→ **Task prompt**
Please copy exactly the lines that begin with the one containing "the white trim" and end with the last line of the entries.

→ **Dataset rows**
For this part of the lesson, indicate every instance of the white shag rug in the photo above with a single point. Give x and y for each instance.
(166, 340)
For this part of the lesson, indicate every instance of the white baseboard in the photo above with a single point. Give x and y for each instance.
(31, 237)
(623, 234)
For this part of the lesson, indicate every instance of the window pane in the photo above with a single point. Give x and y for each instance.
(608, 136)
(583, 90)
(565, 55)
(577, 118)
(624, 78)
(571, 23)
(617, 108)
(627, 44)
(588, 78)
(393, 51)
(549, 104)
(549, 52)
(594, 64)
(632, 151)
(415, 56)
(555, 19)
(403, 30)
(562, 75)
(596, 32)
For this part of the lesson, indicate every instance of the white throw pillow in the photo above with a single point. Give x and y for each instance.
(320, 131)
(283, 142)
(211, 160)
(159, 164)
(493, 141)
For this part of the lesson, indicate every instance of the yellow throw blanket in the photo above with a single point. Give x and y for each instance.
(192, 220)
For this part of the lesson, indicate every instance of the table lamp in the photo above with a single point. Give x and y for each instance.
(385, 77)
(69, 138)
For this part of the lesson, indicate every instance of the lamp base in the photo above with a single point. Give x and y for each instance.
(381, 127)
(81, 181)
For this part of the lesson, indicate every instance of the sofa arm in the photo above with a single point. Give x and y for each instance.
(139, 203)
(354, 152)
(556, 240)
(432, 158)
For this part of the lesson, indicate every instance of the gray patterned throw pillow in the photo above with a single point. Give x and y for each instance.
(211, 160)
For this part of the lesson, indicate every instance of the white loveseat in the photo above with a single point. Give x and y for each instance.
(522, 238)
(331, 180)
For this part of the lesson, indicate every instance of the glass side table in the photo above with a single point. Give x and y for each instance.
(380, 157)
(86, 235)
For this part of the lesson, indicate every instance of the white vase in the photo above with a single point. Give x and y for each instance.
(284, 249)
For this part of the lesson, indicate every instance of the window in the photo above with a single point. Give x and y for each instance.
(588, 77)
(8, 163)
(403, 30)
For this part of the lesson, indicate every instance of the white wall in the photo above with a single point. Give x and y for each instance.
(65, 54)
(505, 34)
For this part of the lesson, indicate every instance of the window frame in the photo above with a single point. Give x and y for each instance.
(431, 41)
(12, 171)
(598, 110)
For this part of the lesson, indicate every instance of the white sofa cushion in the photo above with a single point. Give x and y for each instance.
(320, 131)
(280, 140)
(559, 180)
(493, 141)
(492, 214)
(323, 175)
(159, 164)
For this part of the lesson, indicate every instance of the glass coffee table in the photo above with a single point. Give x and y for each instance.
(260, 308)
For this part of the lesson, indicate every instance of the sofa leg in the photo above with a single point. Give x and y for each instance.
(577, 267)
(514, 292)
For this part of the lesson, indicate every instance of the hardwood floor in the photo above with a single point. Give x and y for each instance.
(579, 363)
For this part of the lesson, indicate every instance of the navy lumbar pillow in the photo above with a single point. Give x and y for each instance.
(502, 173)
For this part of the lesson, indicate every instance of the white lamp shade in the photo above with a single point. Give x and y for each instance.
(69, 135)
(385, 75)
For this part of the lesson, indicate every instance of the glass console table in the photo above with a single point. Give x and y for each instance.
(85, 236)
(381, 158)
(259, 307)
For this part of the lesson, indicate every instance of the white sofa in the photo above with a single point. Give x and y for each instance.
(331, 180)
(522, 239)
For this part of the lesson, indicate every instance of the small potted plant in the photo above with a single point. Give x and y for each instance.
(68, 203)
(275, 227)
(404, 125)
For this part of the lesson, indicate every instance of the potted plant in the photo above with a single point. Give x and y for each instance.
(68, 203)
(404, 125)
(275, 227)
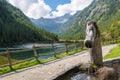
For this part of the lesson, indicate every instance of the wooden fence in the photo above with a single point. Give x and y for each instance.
(10, 62)
(77, 44)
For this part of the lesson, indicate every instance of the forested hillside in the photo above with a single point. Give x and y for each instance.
(107, 15)
(16, 28)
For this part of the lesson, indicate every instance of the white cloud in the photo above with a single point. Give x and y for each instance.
(32, 8)
(71, 8)
(38, 8)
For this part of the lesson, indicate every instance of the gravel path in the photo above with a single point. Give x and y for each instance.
(49, 71)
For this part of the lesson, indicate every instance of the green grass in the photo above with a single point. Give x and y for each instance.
(115, 52)
(34, 62)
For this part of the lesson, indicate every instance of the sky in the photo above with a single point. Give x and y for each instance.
(49, 8)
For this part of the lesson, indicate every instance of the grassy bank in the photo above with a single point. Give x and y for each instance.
(115, 52)
(34, 62)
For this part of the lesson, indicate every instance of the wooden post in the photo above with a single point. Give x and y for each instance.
(75, 45)
(66, 47)
(35, 53)
(53, 49)
(9, 59)
(82, 44)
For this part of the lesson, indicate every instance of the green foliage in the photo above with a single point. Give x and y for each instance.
(115, 52)
(16, 28)
(105, 12)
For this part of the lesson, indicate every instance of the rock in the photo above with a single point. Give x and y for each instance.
(106, 73)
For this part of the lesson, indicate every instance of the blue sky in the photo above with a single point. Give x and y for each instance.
(49, 8)
(54, 3)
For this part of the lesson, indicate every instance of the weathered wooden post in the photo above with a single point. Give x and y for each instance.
(35, 53)
(9, 59)
(75, 45)
(53, 48)
(66, 47)
(92, 41)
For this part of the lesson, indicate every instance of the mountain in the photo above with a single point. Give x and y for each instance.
(51, 24)
(107, 15)
(16, 28)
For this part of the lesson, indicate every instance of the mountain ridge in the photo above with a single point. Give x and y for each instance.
(100, 11)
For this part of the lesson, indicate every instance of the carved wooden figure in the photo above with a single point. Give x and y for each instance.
(92, 41)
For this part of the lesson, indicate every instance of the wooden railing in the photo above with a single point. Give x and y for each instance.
(10, 61)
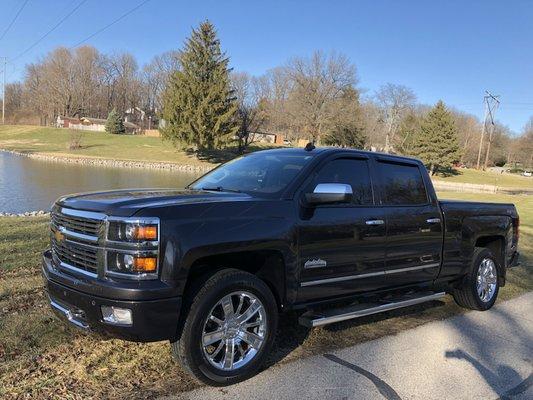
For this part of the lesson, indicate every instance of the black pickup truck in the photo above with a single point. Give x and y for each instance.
(332, 234)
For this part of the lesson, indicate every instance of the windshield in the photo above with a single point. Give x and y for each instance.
(262, 173)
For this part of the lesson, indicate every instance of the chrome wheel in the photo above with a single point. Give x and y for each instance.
(486, 280)
(234, 331)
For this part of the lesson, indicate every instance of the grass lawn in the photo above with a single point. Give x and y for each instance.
(40, 357)
(54, 141)
(489, 178)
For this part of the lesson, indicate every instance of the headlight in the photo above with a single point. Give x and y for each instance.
(132, 247)
(133, 265)
(135, 231)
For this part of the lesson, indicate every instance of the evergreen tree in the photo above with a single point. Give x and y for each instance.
(198, 104)
(437, 144)
(114, 123)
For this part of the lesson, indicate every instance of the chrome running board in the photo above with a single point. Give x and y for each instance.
(312, 319)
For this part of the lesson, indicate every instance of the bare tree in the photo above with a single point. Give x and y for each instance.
(155, 77)
(395, 102)
(251, 113)
(316, 84)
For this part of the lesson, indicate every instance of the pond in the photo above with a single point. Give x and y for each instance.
(27, 184)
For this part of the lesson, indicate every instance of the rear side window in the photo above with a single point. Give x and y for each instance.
(402, 184)
(349, 171)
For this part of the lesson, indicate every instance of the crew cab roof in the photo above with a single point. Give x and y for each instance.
(332, 150)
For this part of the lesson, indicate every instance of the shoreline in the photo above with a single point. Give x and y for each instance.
(38, 213)
(107, 162)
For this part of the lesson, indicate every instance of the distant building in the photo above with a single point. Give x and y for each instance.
(93, 124)
(65, 122)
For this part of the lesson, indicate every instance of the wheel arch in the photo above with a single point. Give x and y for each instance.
(268, 265)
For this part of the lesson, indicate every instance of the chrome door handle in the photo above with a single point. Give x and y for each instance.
(375, 222)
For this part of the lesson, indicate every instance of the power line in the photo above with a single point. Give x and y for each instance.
(491, 103)
(14, 19)
(85, 39)
(112, 23)
(50, 30)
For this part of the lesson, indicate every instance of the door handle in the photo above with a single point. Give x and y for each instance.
(375, 222)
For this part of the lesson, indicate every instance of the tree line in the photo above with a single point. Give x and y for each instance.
(201, 103)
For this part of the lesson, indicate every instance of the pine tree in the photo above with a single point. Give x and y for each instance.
(114, 123)
(437, 144)
(198, 105)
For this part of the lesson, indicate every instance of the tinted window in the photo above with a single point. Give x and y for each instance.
(351, 172)
(402, 184)
(262, 172)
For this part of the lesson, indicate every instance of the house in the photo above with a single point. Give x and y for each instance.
(65, 122)
(98, 125)
(135, 115)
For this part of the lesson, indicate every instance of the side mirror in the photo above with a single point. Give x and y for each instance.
(329, 193)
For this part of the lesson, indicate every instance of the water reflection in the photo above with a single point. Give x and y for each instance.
(27, 184)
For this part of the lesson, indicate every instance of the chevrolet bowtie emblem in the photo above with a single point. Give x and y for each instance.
(59, 236)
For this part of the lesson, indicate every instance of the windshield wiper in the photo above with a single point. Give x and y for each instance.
(220, 189)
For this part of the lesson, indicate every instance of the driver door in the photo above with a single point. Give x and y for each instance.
(341, 246)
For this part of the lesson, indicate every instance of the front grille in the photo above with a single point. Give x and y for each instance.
(76, 224)
(68, 250)
(76, 255)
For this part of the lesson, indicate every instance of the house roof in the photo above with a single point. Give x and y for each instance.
(101, 121)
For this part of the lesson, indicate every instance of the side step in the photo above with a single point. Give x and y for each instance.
(318, 318)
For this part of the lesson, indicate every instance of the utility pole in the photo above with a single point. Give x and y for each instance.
(4, 93)
(491, 103)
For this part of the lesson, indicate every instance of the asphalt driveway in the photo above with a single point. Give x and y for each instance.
(477, 355)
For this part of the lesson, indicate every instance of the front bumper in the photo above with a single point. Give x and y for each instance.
(153, 320)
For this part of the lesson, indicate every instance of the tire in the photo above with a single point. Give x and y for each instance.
(468, 295)
(210, 364)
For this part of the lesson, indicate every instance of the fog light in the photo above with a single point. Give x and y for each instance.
(116, 315)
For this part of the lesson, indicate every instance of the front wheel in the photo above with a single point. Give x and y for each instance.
(229, 329)
(480, 288)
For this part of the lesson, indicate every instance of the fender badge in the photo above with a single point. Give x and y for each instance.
(315, 263)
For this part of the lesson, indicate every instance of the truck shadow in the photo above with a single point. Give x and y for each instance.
(484, 353)
(293, 338)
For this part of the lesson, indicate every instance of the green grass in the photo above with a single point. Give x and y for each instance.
(40, 357)
(489, 178)
(54, 141)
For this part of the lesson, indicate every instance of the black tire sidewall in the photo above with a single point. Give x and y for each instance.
(244, 282)
(481, 255)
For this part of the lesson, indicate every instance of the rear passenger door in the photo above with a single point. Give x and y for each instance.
(341, 246)
(414, 227)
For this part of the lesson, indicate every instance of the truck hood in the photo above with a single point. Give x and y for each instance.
(125, 203)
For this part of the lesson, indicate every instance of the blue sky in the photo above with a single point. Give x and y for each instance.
(449, 50)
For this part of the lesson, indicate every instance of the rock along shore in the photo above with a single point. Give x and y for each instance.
(105, 162)
(39, 213)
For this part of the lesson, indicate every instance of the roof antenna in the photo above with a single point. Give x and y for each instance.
(309, 146)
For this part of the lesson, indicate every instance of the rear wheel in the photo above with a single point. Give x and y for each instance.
(229, 329)
(480, 287)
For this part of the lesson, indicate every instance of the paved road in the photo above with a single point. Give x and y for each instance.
(473, 356)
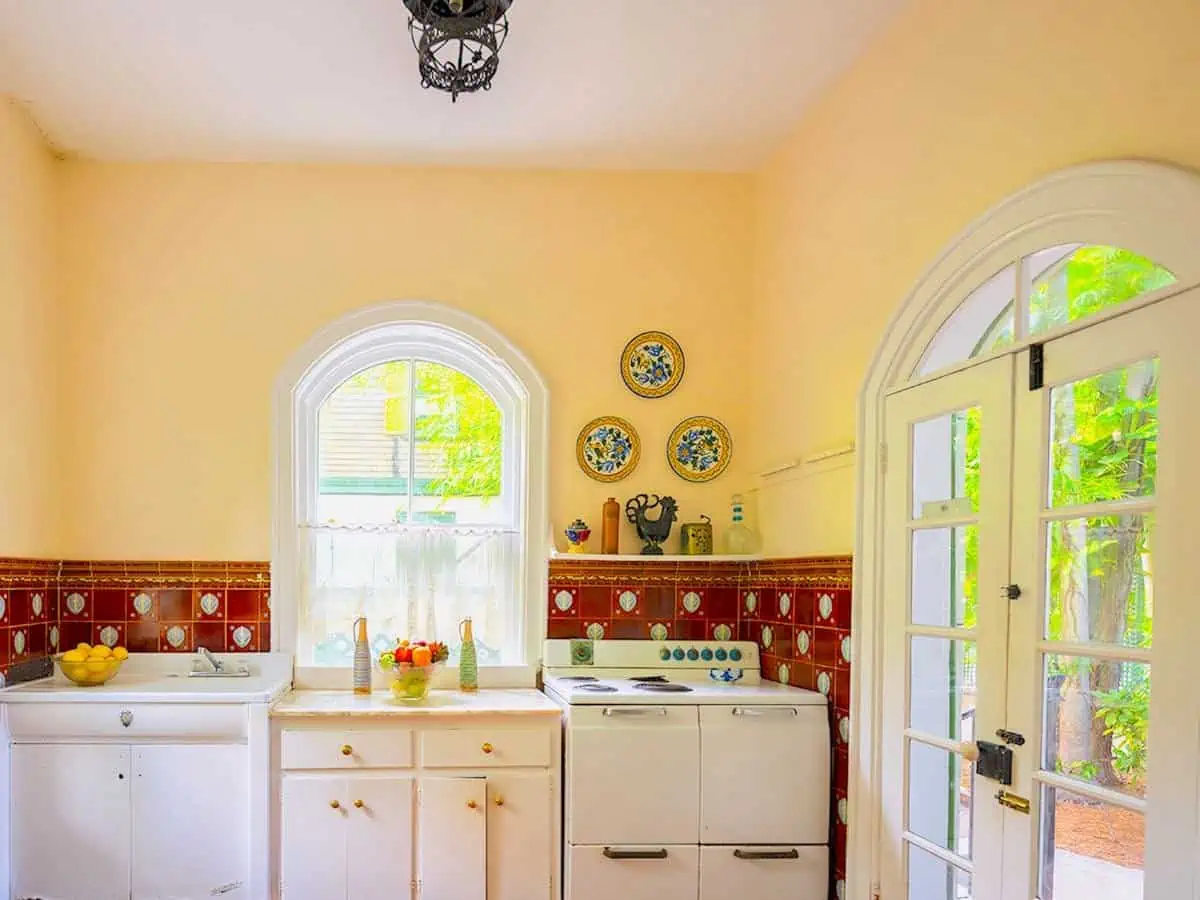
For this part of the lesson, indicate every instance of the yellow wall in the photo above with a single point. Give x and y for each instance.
(186, 287)
(29, 499)
(960, 103)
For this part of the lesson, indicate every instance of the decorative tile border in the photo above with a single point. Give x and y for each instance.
(147, 606)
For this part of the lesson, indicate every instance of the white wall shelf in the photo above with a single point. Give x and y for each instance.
(664, 558)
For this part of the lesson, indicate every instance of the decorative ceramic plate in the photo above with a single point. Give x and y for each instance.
(652, 364)
(699, 449)
(609, 449)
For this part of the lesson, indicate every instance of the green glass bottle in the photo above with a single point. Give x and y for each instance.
(468, 667)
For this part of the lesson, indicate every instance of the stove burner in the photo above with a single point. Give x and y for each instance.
(663, 688)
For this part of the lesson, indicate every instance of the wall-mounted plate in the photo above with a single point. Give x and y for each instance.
(652, 364)
(700, 449)
(609, 448)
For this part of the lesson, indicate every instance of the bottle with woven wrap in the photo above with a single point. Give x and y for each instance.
(468, 667)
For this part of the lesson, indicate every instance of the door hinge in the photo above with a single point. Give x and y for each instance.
(1037, 366)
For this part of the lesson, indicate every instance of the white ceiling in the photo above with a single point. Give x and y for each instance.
(635, 84)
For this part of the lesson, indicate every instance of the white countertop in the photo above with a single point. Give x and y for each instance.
(441, 702)
(162, 678)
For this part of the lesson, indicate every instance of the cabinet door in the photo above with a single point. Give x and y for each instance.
(71, 821)
(453, 837)
(313, 838)
(765, 774)
(765, 873)
(520, 837)
(379, 834)
(190, 821)
(634, 873)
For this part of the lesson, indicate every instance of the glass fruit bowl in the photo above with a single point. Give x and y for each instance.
(90, 672)
(411, 683)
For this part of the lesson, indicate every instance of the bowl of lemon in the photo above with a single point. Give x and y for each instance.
(90, 666)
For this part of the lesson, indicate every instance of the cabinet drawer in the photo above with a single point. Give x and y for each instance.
(133, 721)
(485, 748)
(345, 749)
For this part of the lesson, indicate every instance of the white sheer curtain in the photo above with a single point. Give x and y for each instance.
(409, 581)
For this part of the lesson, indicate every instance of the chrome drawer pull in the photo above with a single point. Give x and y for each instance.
(767, 853)
(661, 853)
(635, 711)
(766, 711)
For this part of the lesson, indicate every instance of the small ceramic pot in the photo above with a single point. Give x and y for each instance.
(577, 534)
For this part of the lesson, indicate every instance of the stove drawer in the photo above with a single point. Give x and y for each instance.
(773, 873)
(766, 774)
(633, 775)
(633, 873)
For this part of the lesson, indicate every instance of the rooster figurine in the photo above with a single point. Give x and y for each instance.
(652, 531)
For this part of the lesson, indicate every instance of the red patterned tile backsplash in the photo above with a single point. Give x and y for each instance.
(148, 606)
(796, 610)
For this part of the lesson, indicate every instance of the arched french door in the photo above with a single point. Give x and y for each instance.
(1032, 732)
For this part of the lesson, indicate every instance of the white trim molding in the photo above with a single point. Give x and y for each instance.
(1150, 208)
(373, 335)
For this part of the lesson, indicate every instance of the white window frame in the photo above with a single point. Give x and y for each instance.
(1150, 208)
(435, 333)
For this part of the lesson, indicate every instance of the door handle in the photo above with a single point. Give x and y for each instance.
(660, 853)
(793, 853)
(766, 711)
(635, 711)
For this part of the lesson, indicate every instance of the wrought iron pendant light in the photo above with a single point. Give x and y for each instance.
(459, 42)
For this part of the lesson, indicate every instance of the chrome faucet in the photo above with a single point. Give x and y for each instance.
(204, 653)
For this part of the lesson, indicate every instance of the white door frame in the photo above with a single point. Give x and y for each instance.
(1150, 208)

→ **Correct output**
For this part of the lesson, indicate every instance of the white trim molding in the photo above with a single point. Give x and y for each instance.
(1150, 208)
(373, 335)
For this part of the lesson, indicate every instance of the white window frame in the photo above with a single point. Give x and y for each instance.
(1150, 208)
(435, 333)
For this part of the lesson, indicate every instance of the door handle in the photo above with a single point. Give x and y for each instance.
(660, 853)
(793, 853)
(766, 711)
(635, 711)
For this part of the lesson, indicate every instance of the wrought iron pendant light in the photo above with a single point. Give x and y for each instance.
(459, 42)
For this part of the lesson, indicate every instance of the chrome faucet in the photo above with a single point. Give x and y for each instance.
(204, 653)
For this part of the lesson, indicate every instance of the white door frame in the photo above with a single point. Give x and y for each instance.
(1150, 208)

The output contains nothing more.